• **WHAT IS NEEDED**: Recast all items below as a two-column CSV with columns "prompt" and "boxes", one row per item. Each row holds the item's text and its answer, each in one quoted field with line breaks turned into spaces.
Begin INPUT MATERIAL
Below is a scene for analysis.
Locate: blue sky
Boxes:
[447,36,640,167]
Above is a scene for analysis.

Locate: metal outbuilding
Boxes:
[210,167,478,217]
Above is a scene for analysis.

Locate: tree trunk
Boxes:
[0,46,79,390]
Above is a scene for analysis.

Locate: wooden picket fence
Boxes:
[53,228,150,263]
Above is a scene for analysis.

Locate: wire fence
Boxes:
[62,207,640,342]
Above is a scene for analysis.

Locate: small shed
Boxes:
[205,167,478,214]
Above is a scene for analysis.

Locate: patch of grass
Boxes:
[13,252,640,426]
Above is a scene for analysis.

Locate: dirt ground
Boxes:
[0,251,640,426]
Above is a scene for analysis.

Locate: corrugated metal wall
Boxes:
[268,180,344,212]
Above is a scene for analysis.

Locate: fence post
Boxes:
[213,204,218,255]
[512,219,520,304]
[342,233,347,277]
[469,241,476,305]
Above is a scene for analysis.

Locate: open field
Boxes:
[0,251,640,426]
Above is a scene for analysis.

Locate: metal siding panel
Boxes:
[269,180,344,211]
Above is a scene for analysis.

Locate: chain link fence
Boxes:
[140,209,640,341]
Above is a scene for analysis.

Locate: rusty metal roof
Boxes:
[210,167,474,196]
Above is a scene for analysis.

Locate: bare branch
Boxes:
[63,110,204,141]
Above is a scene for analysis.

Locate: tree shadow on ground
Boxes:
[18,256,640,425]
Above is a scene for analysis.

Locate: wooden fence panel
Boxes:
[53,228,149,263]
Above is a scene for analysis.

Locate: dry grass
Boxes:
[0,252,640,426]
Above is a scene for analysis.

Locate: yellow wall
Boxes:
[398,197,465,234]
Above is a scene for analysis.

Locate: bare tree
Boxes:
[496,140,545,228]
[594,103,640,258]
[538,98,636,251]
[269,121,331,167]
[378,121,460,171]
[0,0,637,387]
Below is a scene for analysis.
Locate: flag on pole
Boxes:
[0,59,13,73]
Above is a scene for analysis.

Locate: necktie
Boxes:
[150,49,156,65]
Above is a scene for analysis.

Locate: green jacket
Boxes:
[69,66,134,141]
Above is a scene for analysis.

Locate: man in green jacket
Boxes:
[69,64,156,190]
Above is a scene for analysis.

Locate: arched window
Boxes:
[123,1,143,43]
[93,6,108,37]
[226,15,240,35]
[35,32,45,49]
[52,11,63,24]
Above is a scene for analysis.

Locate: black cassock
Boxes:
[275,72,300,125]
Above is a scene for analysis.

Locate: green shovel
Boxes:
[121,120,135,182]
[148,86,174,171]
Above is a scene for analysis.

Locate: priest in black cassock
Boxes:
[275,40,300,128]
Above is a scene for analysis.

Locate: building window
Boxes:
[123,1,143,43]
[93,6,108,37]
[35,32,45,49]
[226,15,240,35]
End INPUT MATERIAL
• **TASK SOLUTION**:
prompt,boxes
"Below is a scene for analysis. Locate: blue sky Boxes:","[447,36,640,167]"
"Above is a scene for analysis. Locate: metal outbuilding Boxes:","[210,167,478,217]"
"Above is a scene for analysis. Locate: tree trunk Boxes:","[0,46,79,390]"
"Above is a scene for analysis. Locate: wooden picket fence Boxes:","[53,228,150,263]"
"Above is a scene for analysis. Locate: wire fence Boxes:","[62,207,640,342]"
"Above is a scene for analysis. Locate: small shed Boxes:","[205,167,478,214]"
"Above is a scene for analysis. Locate: patch of grass Boxes:","[13,252,640,426]"
"Above is a scene for analysis. Locate: dirt ground Boxes:","[0,251,640,426]"
"Above is a scene for analysis. Locate: corrugated metal wall Boxes:","[268,180,344,212]"
"Above is a scene for analysis. Locate: fence post Boxes:","[213,204,218,255] [512,219,520,304] [342,233,347,277] [469,241,476,305]"
"Above is a scene for analysis. Locate: open field Boxes:","[0,251,640,426]"
"Above is a scene for analysis. Locate: metal siding panel Boxes:","[269,180,344,211]"
"Above is a scene for analysis. Locate: chain link fence Boxes:","[140,209,640,341]"
"Above is a scene for analysis. Locate: rusty metal roof Boxes:","[210,167,474,196]"
"Above is a scene for analysis. Locate: bare branch Boxes:","[63,110,204,141]"
"Above is a scene for analysis. Locate: tree shadow on ground Boxes:","[18,256,640,425]"
"Above is a scene for analysis. Locate: wooden fence panel Boxes:","[53,228,149,263]"
"Above is a scene for analysis. Locate: dry grass Boxes:","[0,252,640,426]"
"Above is a scene for analysis. Locate: yellow wall Boxes:","[398,197,465,234]"
"Above is a scene for analysis. Locate: bare tree Boxes:","[496,140,545,228] [594,103,640,258] [538,98,636,251] [269,121,331,167] [378,121,460,171] [0,0,637,387]"
"Below is a scene for analysis. Locate: flag on pole Boxes:","[0,59,13,73]"
"Above is a scene for analysis. Locate: necktie Boxes:","[150,49,156,65]"
"Above is a scene for analysis. Locate: green jacket Boxes:","[69,66,134,141]"
"Above is a scene for analysis. Locate: man in green jacket Boxes:","[69,64,156,190]"
"Above is a scene for analysis. Locate: arched window Boxes:","[123,1,143,43] [93,6,108,37] [226,15,240,35] [35,32,45,49] [52,11,63,24]"
"Above is a scene for analysis. Locate: black cassock Boxes:","[275,72,300,125]"
"Above is a scene for analysis. Locate: green shovel Boxes:","[121,120,135,182] [148,86,174,171]"
"Above is a scene for analysis. Locate: priest in black cassock Boxes:","[275,40,300,128]"
"Above is a scene for analysis. Locate: building window Boxes:","[123,1,143,43] [93,6,108,37] [35,32,45,49] [226,15,240,35]"